Search the records below for the word "segment". Copy each line where it occurs.

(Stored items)
=== Section Start ===

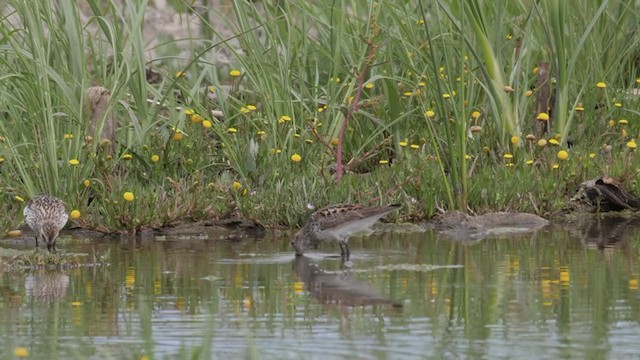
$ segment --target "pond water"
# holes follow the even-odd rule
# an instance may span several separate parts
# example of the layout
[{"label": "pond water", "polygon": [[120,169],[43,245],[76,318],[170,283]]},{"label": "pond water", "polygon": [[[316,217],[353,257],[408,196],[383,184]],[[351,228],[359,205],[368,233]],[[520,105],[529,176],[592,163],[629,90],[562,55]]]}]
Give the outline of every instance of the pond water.
[{"label": "pond water", "polygon": [[[640,353],[635,219],[474,244],[436,232],[63,237],[110,266],[0,274],[0,358],[627,358]],[[5,242],[4,247],[33,246]]]}]

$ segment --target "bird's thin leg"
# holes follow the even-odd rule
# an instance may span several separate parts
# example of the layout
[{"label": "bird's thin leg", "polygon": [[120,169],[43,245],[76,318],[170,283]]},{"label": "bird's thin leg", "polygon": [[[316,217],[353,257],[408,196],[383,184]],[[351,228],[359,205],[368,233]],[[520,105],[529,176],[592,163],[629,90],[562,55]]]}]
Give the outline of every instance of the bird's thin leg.
[{"label": "bird's thin leg", "polygon": [[51,252],[51,244],[47,243],[47,250],[49,250],[49,252]]},{"label": "bird's thin leg", "polygon": [[351,256],[351,251],[349,251],[349,243],[344,243],[344,247],[347,249],[347,260],[349,260],[349,257]]},{"label": "bird's thin leg", "polygon": [[58,252],[58,249],[56,248],[56,243],[55,242],[51,245],[51,248],[53,249],[54,253]]},{"label": "bird's thin leg", "polygon": [[38,235],[36,235],[36,249],[38,249]]},{"label": "bird's thin leg", "polygon": [[340,245],[340,255],[344,257],[344,247],[342,247],[342,242],[338,242],[338,245]]}]

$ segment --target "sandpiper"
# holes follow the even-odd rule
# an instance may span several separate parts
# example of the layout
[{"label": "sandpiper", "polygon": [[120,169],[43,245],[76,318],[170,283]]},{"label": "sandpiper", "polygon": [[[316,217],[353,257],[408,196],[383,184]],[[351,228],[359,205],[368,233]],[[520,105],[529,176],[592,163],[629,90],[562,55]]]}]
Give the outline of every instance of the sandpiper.
[{"label": "sandpiper", "polygon": [[36,233],[36,248],[38,238],[41,238],[47,244],[47,250],[55,252],[58,234],[69,219],[62,200],[49,195],[37,195],[27,202],[24,218]]},{"label": "sandpiper", "polygon": [[400,205],[371,206],[339,204],[320,209],[309,218],[309,221],[296,233],[291,245],[296,256],[304,254],[304,250],[318,247],[321,241],[337,241],[340,254],[349,259],[350,251],[347,241],[358,233],[371,232],[371,226],[381,217],[396,210]]}]

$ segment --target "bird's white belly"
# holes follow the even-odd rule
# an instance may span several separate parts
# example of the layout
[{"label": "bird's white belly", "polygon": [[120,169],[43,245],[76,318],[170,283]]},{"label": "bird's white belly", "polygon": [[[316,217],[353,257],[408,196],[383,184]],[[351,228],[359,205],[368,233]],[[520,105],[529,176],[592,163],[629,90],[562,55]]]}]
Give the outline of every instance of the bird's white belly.
[{"label": "bird's white belly", "polygon": [[351,221],[340,226],[327,228],[320,231],[317,238],[322,241],[346,241],[350,236],[356,234],[370,234],[371,226],[378,221],[378,217]]}]

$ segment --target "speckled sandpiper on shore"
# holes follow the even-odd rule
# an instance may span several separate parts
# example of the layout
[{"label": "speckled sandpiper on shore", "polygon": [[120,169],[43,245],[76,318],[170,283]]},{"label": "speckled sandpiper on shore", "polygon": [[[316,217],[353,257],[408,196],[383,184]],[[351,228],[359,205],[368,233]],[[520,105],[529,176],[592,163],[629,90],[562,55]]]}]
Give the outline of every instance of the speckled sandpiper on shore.
[{"label": "speckled sandpiper on shore", "polygon": [[296,250],[296,256],[300,256],[310,247],[317,248],[321,241],[336,241],[340,245],[340,254],[349,259],[349,237],[371,232],[371,226],[378,219],[398,208],[400,205],[396,204],[370,207],[339,204],[325,207],[311,214],[291,245]]},{"label": "speckled sandpiper on shore", "polygon": [[47,250],[55,252],[60,230],[69,220],[64,202],[50,195],[37,195],[27,202],[24,218],[27,225],[35,232],[36,248],[40,239],[47,244]]}]

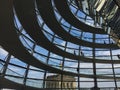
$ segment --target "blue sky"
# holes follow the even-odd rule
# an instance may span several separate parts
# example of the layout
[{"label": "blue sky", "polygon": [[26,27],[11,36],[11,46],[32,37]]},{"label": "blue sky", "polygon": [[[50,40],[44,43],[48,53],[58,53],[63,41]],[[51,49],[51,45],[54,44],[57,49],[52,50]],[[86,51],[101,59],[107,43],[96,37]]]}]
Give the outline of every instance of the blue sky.
[{"label": "blue sky", "polygon": [[[73,13],[75,13],[76,9],[73,8],[73,7],[71,7],[71,9],[72,9]],[[80,11],[77,13],[77,15],[78,15],[78,17],[85,17],[85,14],[82,13],[82,12],[80,12]],[[59,20],[61,16],[60,16],[59,14],[56,14],[56,17],[57,17],[58,20]],[[16,16],[15,16],[15,19],[16,19],[16,21],[17,21],[18,27],[21,28],[21,24],[19,23],[19,20],[17,19]],[[42,23],[43,23],[43,20],[41,19],[41,17],[40,17],[39,15],[38,15],[38,19],[39,19],[40,24],[42,24]],[[88,19],[91,19],[91,18],[88,17]],[[80,19],[80,20],[82,20],[82,21],[84,22],[83,19]],[[67,23],[64,19],[61,21],[61,23],[64,24],[64,25],[66,25],[66,26],[68,26],[68,27],[70,27],[70,24]],[[86,21],[86,24],[93,25],[93,21],[91,21],[91,20]],[[47,32],[51,33],[52,35],[54,34],[54,33],[52,32],[52,30],[50,30],[49,27],[47,27],[46,24],[44,24],[43,28],[44,28],[44,30],[46,30]],[[63,28],[64,28],[66,31],[68,31],[67,28],[65,28],[64,26],[63,26]],[[81,34],[80,32],[78,32],[77,30],[75,31],[74,29],[76,29],[76,28],[72,26],[71,34],[72,34],[73,36],[75,36],[76,34],[77,34],[77,35],[80,35],[80,34]],[[26,34],[26,32],[25,32],[24,30],[22,31],[22,33],[25,34],[28,38],[31,38],[29,35]],[[46,35],[47,38],[49,38],[49,40],[51,40],[51,39],[50,39],[50,36],[48,36],[45,32],[44,32],[44,34]],[[57,36],[57,35],[56,35],[56,36]],[[58,37],[58,36],[57,36],[57,37]],[[91,33],[83,33],[83,37],[84,37],[84,38],[82,38],[83,40],[92,41],[92,39],[86,39],[86,38],[85,38],[85,37],[92,38],[92,34],[91,34]],[[98,38],[101,38],[101,37],[104,38],[104,37],[108,37],[108,36],[106,36],[106,35],[105,35],[105,36],[104,36],[104,35],[103,35],[103,36],[97,35],[97,37],[98,37]],[[23,37],[21,37],[20,40],[21,40],[21,42],[23,43],[23,45],[24,45],[25,47],[27,47],[27,48],[29,48],[29,49],[31,49],[31,48],[33,47],[33,42],[29,41],[29,40],[26,39],[25,37],[24,37],[24,39],[23,39]],[[25,41],[26,41],[29,45],[27,45]],[[97,42],[98,42],[98,41],[97,41]],[[104,40],[101,41],[101,42],[104,42]],[[101,42],[99,41],[98,43],[101,43]],[[55,38],[55,42],[54,42],[54,43],[57,43],[57,44],[62,45],[62,46],[65,46],[65,43],[66,43],[66,42],[63,41],[63,40],[61,40],[61,39]],[[70,43],[70,42],[68,42],[67,47],[79,48],[78,45],[75,45],[75,44]],[[61,47],[60,47],[60,48],[61,48]],[[87,48],[87,47],[83,47],[83,49],[84,49],[84,48]],[[61,49],[64,49],[64,48],[61,48]],[[87,48],[87,49],[91,49],[91,48]],[[40,53],[40,54],[46,55],[46,56],[48,55],[48,51],[47,51],[46,49],[38,46],[38,45],[36,45],[35,51],[38,52],[38,53]],[[67,49],[67,52],[74,53],[74,51],[71,50],[71,49]],[[78,51],[76,51],[76,53],[78,53]],[[91,56],[91,55],[92,55],[92,52],[85,52],[85,51],[84,51],[84,53],[85,53],[86,56]],[[112,54],[113,54],[113,55],[117,55],[117,54],[119,54],[119,53],[120,53],[120,50],[114,50],[114,51],[112,51]],[[0,47],[0,59],[4,59],[7,54],[8,54],[8,53]],[[109,51],[109,50],[108,50],[108,51],[104,51],[104,52],[103,52],[103,51],[97,51],[96,54],[97,54],[97,55],[110,55],[110,51]],[[35,56],[38,60],[42,60],[42,62],[44,62],[44,63],[46,62],[46,58],[45,58],[45,57],[41,57],[41,56],[40,56],[39,54],[37,54],[37,53],[34,53],[34,56]],[[61,56],[58,56],[58,55],[53,54],[53,53],[51,53],[50,56],[51,56],[51,57],[54,57],[54,58],[62,59]],[[106,57],[100,57],[100,58],[106,58]],[[108,59],[108,57],[107,57],[106,59]],[[115,60],[118,60],[118,58],[117,58],[116,56],[114,57],[114,59],[115,59]],[[70,59],[66,59],[66,58],[65,58],[65,60],[68,60],[68,61],[65,61],[65,66],[71,66],[71,67],[75,67],[75,68],[78,66],[77,62],[69,62]],[[59,65],[60,62],[61,62],[60,60],[55,60],[55,59],[52,59],[52,58],[51,58],[51,61],[49,62],[49,64],[50,64],[50,65]],[[18,65],[24,66],[24,67],[26,67],[26,65],[27,65],[27,64],[25,64],[24,62],[21,62],[20,60],[14,58],[14,57],[11,58],[11,63],[18,64]],[[1,66],[0,66],[0,67],[1,67]],[[81,68],[92,68],[92,64],[91,64],[91,63],[81,63],[81,64],[80,64],[80,67],[81,67]],[[108,65],[106,65],[106,64],[97,64],[97,68],[101,68],[101,67],[102,67],[102,68],[111,68],[111,64],[108,64]],[[115,64],[115,67],[120,67],[120,65],[119,65],[119,64]],[[34,68],[34,67],[31,67],[31,68]],[[58,67],[58,68],[59,68],[59,67]],[[21,74],[22,76],[24,76],[25,69],[18,68],[18,67],[14,67],[14,66],[12,66],[12,65],[9,65],[9,69],[11,69],[11,70],[13,70],[13,71]],[[70,69],[70,68],[66,68],[65,70],[66,70],[66,71],[70,71],[70,72],[76,72],[76,71],[72,71],[72,69]],[[111,70],[112,70],[112,69],[111,69]],[[99,72],[99,73],[112,73],[112,71],[108,71],[108,69],[99,69],[98,72]],[[117,69],[116,72],[120,73],[120,72],[119,72],[119,69]],[[8,72],[8,73],[9,73],[9,74],[12,74],[12,73],[10,73],[10,72]],[[85,74],[89,74],[89,73],[93,73],[93,71],[89,71],[88,69],[84,69],[84,70],[81,70],[81,73],[83,73],[83,74],[84,74],[84,73],[85,73]],[[51,73],[48,73],[47,75],[52,75],[52,74],[51,74]],[[43,79],[43,76],[44,76],[44,73],[42,73],[42,72],[37,72],[37,71],[32,71],[32,70],[30,70],[30,71],[29,71],[29,74],[28,74],[28,77],[31,77],[31,78]],[[81,78],[81,80],[89,80],[89,79],[88,79],[88,78]],[[81,85],[82,85],[83,87],[86,87],[86,82],[81,83]],[[87,87],[91,87],[91,85],[93,86],[93,83],[92,83],[92,84],[87,84]],[[100,83],[100,85],[103,86],[104,83]],[[106,84],[106,85],[108,85],[108,84]],[[113,83],[110,83],[110,85],[114,85],[114,84],[113,84]]]}]

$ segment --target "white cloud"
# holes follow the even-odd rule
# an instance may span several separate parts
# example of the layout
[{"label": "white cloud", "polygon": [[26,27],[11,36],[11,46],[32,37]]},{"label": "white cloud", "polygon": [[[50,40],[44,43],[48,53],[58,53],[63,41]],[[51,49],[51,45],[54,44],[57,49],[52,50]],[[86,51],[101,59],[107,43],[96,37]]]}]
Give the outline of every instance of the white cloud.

=== Section End ===

[RESULT]
$ segment --target "pond water"
$ segment --target "bird's thin leg"
$ segment --target "sandpiper"
$ segment --target "bird's white belly"
$ segment --target "speckled sandpiper on shore"
$ segment --target "blue sky"
$ segment --target "white cloud"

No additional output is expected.